Coordinate annotation entries
....
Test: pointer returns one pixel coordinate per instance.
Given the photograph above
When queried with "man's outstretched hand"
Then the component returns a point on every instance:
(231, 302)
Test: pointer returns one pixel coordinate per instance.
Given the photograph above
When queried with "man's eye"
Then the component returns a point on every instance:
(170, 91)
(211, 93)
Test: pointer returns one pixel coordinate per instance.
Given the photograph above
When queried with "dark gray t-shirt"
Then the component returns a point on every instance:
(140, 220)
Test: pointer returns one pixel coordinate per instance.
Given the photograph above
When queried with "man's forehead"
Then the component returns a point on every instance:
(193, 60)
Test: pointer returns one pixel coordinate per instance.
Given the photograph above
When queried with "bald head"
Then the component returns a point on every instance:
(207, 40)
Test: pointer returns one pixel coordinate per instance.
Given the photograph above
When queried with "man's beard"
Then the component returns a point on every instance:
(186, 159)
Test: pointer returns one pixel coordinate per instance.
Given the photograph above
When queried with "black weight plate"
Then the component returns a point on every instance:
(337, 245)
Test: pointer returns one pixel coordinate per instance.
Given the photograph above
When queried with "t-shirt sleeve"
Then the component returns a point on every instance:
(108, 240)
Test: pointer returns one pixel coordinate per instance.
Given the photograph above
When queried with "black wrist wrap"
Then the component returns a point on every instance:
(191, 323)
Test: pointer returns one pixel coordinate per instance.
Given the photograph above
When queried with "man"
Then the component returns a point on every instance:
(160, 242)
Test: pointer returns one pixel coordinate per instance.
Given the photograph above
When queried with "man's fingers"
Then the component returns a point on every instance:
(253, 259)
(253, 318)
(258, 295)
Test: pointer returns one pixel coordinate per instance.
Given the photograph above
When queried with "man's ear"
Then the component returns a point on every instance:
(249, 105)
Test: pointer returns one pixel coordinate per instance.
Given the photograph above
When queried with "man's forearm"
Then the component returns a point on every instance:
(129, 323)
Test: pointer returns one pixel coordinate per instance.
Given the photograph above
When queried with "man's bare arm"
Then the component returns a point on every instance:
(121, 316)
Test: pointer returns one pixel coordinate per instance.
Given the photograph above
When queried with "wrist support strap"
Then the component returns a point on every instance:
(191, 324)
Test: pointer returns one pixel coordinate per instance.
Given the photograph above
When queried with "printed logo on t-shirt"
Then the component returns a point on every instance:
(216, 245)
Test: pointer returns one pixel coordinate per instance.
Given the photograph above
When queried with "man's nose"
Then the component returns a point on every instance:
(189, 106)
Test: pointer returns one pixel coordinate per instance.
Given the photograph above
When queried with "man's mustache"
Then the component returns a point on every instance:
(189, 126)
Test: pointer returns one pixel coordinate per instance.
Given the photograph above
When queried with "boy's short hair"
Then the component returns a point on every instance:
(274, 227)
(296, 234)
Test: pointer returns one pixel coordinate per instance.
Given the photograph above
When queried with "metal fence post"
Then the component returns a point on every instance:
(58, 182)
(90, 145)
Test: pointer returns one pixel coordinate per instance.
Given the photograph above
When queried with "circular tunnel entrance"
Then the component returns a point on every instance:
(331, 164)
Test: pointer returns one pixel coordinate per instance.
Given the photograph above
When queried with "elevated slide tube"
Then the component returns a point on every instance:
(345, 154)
....
▸ **Goal**
Write out every record, exactly as written.

▸ **Response below**
Test: pointer returns one pixel coordinate per instance.
Given the photograph above
When queried with "man's outstretched hand"
Then the component returns a point on every instance:
(231, 302)
Test: pointer returns one pixel coordinate per instance.
Given the photograph above
When queried with "man's eye"
Then the component returns a point on every instance:
(170, 91)
(211, 93)
Test: pointer returns one pixel coordinate per instance.
Given the photograph above
When queried with "dark gray t-shirt"
Then the component returns a point on every instance:
(140, 220)
Test: pointer returns one pixel coordinate per instance.
Given the photograph above
When queried with "man's forehead"
Then the component returns a point on every instance:
(193, 60)
Test: pointer returns one pixel coordinate per instance.
Given the photograph above
When queried with "bald head"
Then the component returns a point on every instance:
(207, 40)
Test: pointer returns one pixel coordinate per instance.
Given the photograph above
When queried with "man's beard"
Then the component returns a point on every instance:
(186, 159)
Test: pointer returns one pixel coordinate per instance.
Given the photograph above
When queried with "black weight plate"
Then the component returns a point on every instance:
(337, 245)
Test: pointer returns one pixel coordinate per instance.
Given the photograph above
When queried with "t-shirt sleeve"
Then the component returns a point on every instance:
(108, 240)
Test: pointer returns one pixel coordinate per instance.
Given the photograph above
When queried with "black wrist wrap"
Then the component returns a point on every instance:
(191, 323)
Test: pointer returns one pixel coordinate per instance.
Given the photograph above
When queried with "man"
Then the component returns a point on every instance:
(160, 242)
Test: pointer returns one pixel coordinate per instance.
Given the photograph above
When queried with "man's fingers"
Then the component returns a point on every instance:
(253, 259)
(253, 318)
(258, 295)
Test: pointer returns one pixel coordinate per instance.
Given the photograph above
When queried with "man's ear"
Then the component returns a point on every instance:
(249, 105)
Test: pointer returns one pixel coordinate per instance.
Given the photograph above
When queried with "man's forearm"
Then the component returns a point on every instance:
(129, 323)
Test: pointer returns one pixel coordinate per instance.
Given the photograph above
When queried with "man's bare arm"
Then the component returns a point on every instance:
(121, 316)
Test: pointer returns one pixel coordinate per instance.
Given the photograph above
When queried with "wrist support strap"
Then the component returns a point on every instance:
(191, 324)
Test: pointer returns one pixel coordinate per instance.
Given the photograph above
When queried with "printed logo on t-shirt"
Then the component returns a point on every instance:
(216, 245)
Test: pointer returns one pixel coordinate per instance.
Given the photograph above
When queried with "man's nose"
Then the component returns a point on every instance:
(189, 106)
Test: pointer returns one pixel coordinate per instance.
Given the photograph above
When queried with "man's mustache"
Then the component returns a point on every instance:
(189, 126)
Test: pointer returns one pixel coordinate per instance.
Given the photograph above
When queried with "boy's short hair"
Then the component returns a point on every instance:
(274, 227)
(296, 234)
Test: pointer returns one pixel coordinate per instance.
Given the photograph above
When queried with "metal fence post"
Then the component returns a point on every instance:
(58, 182)
(90, 145)
Test: pointer returns one pixel coordinate per instance.
Given the photograph above
When queried with "circular tunnel entrance"
Then the component returns a point on every instance:
(331, 164)
Test: pointer returns one pixel coordinate per instance.
Given the photograph above
When queried with "elevated slide tube"
Then the component returns a point on every instance:
(345, 154)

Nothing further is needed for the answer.